=== What is being asked ===
Extract every line of the rows below that contains the string "positive", and copy each one unchanged.

=== Source information ===
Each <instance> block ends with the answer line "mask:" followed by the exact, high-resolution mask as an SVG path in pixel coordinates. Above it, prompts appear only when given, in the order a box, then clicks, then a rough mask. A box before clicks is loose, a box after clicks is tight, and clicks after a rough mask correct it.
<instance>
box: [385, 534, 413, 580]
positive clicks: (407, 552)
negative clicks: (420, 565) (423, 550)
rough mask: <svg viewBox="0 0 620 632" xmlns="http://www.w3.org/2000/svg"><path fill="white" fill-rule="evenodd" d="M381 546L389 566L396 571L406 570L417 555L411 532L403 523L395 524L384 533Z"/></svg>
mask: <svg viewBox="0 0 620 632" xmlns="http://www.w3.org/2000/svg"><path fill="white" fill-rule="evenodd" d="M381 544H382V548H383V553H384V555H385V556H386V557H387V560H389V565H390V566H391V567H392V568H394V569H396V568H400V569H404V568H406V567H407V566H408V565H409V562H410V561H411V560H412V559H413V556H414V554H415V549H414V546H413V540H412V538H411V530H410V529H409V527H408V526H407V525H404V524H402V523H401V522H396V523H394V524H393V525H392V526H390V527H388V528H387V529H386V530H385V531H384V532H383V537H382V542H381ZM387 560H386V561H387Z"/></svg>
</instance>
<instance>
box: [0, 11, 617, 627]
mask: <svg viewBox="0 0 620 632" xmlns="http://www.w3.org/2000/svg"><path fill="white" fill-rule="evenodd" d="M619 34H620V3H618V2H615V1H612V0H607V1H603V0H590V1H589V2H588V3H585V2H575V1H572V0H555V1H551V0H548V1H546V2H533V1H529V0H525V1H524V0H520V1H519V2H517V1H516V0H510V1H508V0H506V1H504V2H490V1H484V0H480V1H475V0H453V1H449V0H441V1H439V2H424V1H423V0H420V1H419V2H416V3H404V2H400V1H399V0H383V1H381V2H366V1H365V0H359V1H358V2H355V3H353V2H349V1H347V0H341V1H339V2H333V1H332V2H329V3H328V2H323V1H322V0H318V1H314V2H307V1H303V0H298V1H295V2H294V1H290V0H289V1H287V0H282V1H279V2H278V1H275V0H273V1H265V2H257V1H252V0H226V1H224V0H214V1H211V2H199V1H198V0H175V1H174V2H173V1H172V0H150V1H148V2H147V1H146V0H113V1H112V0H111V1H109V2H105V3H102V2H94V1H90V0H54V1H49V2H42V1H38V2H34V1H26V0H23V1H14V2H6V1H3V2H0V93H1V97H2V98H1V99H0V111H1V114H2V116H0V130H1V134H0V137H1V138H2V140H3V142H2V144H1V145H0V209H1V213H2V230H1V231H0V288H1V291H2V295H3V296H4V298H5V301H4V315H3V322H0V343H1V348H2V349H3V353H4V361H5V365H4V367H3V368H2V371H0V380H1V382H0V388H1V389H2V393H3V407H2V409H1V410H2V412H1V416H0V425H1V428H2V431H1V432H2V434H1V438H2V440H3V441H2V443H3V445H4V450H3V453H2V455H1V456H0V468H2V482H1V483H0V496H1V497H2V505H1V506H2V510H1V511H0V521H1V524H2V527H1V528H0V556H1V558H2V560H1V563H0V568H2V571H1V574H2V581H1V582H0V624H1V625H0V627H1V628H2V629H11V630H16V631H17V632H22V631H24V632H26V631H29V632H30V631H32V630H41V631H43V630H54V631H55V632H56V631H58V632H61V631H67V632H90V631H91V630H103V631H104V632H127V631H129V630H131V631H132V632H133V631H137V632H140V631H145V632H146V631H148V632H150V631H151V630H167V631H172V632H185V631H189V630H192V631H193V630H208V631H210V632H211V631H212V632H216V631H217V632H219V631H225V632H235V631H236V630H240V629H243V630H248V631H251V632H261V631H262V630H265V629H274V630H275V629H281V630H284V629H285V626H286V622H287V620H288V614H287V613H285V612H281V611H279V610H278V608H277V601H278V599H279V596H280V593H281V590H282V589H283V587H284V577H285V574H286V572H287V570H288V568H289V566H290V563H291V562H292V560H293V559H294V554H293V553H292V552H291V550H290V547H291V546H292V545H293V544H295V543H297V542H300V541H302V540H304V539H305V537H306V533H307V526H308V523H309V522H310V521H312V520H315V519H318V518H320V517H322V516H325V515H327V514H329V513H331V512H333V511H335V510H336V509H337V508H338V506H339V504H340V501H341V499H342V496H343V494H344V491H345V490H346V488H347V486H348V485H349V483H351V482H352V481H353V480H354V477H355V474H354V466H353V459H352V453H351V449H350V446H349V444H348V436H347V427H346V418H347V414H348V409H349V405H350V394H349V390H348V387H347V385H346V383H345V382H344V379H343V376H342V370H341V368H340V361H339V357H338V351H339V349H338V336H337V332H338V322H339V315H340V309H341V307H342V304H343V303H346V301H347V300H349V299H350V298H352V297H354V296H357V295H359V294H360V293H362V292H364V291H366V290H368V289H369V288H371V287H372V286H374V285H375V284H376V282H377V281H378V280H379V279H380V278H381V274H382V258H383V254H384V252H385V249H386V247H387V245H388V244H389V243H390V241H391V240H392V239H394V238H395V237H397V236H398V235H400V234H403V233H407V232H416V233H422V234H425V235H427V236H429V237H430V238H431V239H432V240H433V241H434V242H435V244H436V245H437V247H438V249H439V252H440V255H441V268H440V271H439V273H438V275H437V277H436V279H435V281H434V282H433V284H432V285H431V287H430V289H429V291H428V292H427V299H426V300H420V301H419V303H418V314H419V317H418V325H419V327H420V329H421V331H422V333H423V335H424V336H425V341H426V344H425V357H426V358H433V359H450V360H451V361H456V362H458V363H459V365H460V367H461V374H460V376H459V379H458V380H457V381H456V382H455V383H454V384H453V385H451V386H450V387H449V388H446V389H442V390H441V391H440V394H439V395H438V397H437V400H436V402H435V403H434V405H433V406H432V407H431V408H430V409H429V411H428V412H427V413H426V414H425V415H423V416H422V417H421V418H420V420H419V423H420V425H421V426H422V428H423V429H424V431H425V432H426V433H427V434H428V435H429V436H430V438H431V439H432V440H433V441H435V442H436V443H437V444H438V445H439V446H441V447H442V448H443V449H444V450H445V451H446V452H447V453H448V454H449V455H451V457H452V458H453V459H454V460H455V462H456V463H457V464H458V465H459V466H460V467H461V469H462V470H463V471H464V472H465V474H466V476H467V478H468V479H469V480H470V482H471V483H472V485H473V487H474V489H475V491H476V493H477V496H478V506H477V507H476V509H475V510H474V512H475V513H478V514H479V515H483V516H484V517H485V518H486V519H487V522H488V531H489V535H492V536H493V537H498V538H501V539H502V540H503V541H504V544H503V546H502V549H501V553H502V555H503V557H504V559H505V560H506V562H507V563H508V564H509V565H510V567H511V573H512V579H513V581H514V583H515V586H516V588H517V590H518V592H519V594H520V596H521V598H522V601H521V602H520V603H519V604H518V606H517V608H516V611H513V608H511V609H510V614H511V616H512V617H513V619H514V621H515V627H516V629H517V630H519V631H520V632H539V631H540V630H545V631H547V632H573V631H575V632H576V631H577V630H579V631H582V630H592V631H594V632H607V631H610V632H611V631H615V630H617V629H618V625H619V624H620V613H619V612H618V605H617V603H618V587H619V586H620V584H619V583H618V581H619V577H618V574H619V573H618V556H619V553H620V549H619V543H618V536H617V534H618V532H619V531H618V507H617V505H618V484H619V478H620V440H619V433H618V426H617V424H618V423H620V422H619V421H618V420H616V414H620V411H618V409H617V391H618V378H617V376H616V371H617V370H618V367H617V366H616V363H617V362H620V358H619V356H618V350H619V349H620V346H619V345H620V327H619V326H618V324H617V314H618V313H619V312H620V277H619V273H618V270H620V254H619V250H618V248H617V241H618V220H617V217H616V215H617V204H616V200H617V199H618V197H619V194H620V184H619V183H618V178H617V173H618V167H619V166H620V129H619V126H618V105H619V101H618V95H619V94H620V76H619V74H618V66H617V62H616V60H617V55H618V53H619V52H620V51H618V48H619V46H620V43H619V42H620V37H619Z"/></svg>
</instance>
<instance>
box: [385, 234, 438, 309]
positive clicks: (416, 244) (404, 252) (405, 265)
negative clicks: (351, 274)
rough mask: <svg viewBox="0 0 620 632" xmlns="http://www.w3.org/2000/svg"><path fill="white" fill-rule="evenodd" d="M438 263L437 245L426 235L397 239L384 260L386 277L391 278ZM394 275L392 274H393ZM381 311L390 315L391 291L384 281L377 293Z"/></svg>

=== Exercise response ===
positive clicks: (407, 552)
positive clicks: (416, 244) (404, 252) (405, 265)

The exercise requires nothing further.